Assigned task: For the entries below, report every line that includes the word "Find".

(Entries taken from a collection)

----

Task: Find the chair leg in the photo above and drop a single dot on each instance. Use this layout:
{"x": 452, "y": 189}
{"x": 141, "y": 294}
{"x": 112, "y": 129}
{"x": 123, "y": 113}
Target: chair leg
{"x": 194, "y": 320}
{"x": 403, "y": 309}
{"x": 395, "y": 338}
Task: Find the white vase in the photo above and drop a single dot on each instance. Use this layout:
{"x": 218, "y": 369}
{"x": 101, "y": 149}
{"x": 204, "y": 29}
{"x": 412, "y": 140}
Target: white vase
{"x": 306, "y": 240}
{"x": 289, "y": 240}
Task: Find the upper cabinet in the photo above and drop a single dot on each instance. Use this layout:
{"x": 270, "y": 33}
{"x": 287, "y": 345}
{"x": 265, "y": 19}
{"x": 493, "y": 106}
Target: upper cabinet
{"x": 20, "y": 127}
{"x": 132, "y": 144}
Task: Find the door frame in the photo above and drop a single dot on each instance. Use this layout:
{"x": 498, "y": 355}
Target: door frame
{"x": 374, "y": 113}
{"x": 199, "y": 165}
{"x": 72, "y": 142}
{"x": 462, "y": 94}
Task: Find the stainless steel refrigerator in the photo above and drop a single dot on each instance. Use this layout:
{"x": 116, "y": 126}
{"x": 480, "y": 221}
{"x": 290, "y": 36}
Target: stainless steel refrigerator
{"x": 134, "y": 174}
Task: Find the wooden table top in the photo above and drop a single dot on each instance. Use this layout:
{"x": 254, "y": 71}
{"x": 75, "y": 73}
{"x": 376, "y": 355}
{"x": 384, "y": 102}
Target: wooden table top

----

Written answer:
Task: Find the chair leg in the photo above and drop a single dot on each instance. Use this layout:
Task: Find the white vase in the photo above and drop a single dot on each instance. Use this layout:
Task: Find the upper cabinet in the photo above and drop a single dot on each instance. Use this layout:
Task: Find the door frame in the photo above and drop a single dot on each instance. Use this layout:
Task: Find the stainless steel refrigerator in the photo above and drop a single dot on each instance. Use this layout:
Task: Find the wooden table top in the photo above and drop a single dot on each instance. Use this layout:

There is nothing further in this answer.